Qu’apporte l’approche ergonomique en matière de
formation ?
Les formations à la prévention des TMS, et notamment la formation
« Gestes et Postures » telle qu’elle était dispensée
par le passé, ne prennent pas suffisamment en compte le travail
réel de l’opérateur, ce qui entraîne par la suite des difficultés
à mettre en pratique les apports de la formation, décalée par
rapport aux réalités du métier.
L’introduction de la dimension ergonomique dans les modules de
formation permet d’enrichir les contenus. L’ergonome va d’abord
observer la réalité du travail pour mettre en débat les
savoir-faire, les pratiques de prudence et les compromis
opératoires qui doivent y être réalisés.
Ce travail d’observation va ensuite pouvoir être restitué et
permettra d’adapter le contenu de la formation aux situations
réelles de travail.
La mise en place de nouvelles gestuelles de travail ne peut être
effective que si un débat est possible au sein du collectif de
travail.
Cette dimension ergonomique est-elle désormais mieux
intégrée par les collectivités et les entreprises dans leurs
demandes de formation pour leurs salariés ou
agents ?
Oui. Nous observons que de plus en plus de DRH et de directions
dans les collectivités créent des bureaux de prévention avec des
préventeurs, des ergonomes, des psychologues du travail…
L’intégration de ces compétences fait que les exigences de
formation ont évolué, que ce soit en prévention TMS ou pour ce
qui concerne la pénibilité ou les risques psychosociaux.
■ ■ ■ ■ ■
▸ CONSIGNES ÉCRITES:
(a) Relevez dans le texte sur l'ergonomie et la formation les trois choses que l'ergonome met en débat après avoir observé la réalité du travail.
(b) Transcrivez fidèlement le texte sur l'ergonomie et la formation depuis « La mise en place » jusqu'à « les risques psychosociaux. » inclus.
■ ■ ■ ■ ■
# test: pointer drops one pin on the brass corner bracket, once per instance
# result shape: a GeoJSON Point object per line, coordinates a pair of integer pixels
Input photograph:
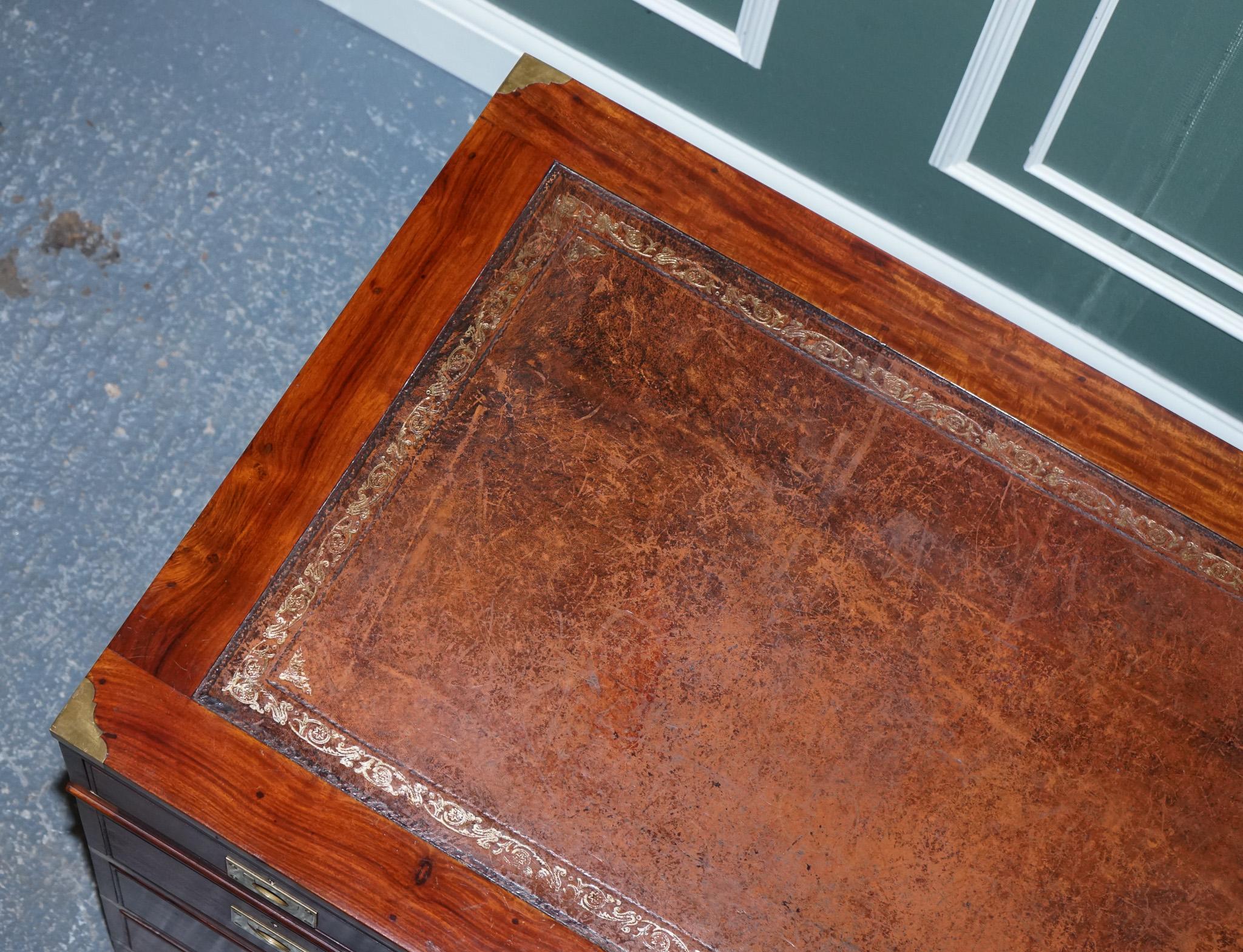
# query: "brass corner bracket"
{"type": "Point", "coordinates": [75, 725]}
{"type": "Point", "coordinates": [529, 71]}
■ ■ ■ ■ ■
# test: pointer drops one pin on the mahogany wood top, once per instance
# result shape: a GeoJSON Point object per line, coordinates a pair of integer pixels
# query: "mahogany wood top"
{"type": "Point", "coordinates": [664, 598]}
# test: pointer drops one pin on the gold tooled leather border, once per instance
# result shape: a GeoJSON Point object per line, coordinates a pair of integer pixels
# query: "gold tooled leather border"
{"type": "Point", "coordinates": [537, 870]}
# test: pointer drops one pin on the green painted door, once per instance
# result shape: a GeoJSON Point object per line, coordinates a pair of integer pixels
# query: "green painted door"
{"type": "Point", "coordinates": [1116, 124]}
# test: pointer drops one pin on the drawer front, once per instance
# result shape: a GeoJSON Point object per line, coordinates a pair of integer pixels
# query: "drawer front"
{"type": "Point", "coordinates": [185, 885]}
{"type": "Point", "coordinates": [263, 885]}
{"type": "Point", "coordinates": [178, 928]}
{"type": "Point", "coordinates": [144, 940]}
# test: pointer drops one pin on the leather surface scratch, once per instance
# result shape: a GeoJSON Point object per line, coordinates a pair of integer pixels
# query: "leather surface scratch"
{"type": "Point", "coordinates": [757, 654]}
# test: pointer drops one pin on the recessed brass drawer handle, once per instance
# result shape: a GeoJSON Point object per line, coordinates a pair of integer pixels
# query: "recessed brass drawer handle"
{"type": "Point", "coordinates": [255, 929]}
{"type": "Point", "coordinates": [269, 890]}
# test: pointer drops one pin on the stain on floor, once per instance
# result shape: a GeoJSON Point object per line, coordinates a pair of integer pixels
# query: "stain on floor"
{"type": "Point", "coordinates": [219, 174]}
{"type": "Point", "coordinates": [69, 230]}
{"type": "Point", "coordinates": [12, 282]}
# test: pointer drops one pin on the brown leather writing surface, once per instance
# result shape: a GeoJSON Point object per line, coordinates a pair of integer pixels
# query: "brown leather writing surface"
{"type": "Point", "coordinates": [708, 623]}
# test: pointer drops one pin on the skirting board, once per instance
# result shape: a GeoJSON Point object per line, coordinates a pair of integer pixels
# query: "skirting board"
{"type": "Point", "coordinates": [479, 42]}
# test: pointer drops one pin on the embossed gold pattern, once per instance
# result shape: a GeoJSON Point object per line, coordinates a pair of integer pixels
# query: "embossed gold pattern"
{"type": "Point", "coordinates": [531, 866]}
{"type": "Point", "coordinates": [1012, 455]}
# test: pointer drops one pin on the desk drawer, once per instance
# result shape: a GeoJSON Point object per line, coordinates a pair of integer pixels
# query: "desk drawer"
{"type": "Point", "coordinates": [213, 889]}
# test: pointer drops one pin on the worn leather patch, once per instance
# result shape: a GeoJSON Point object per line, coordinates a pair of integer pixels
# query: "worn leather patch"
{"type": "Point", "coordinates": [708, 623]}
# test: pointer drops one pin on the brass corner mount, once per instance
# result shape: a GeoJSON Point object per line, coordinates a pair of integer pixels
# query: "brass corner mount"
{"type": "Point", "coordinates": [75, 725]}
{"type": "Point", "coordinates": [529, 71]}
■ ■ ■ ■ ■
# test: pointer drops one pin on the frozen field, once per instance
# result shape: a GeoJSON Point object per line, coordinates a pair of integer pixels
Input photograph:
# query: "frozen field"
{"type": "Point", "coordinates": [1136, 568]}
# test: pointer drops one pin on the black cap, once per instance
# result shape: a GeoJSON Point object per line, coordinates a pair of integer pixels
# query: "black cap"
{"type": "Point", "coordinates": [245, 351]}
■ ■ ■ ■ ■
▸ LES SOLUTIONS:
(a) Les savoir-faire, les pratiques de prudence et les compromis opératoires.

(b)
La mise en place de nouvelles gestuelles de travail ne peut être
effective que si un débat est possible au sein du collectif de
travail.
Cette dimension ergonomique est-elle désormais mieux
intégrée par les collectivités et les entreprises dans leurs
demandes de formation pour leurs salariés ou
agents ?
Oui. Nous observons que de plus en plus de DRH et de directions
dans les collectivités créent des bureaux de prévention avec des
préventeurs, des ergonomes, des psychologues du travail…
L’intégration de ces compétences fait que les exigences de
formation ont évolué, que ce soit en prévention TMS ou pour ce
qui concerne la pénibilité ou les risques psychosociaux.